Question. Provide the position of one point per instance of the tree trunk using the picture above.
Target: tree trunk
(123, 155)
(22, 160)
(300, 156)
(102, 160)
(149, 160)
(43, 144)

==============================

*Exercise aim:*
Your task is to copy every entry above, exactly as written.

*Solution to the exercise:*
Question. Provide the position of one point per instance of the tree trunk using the picture above.
Target: tree trunk
(123, 155)
(22, 160)
(300, 156)
(102, 160)
(149, 160)
(43, 144)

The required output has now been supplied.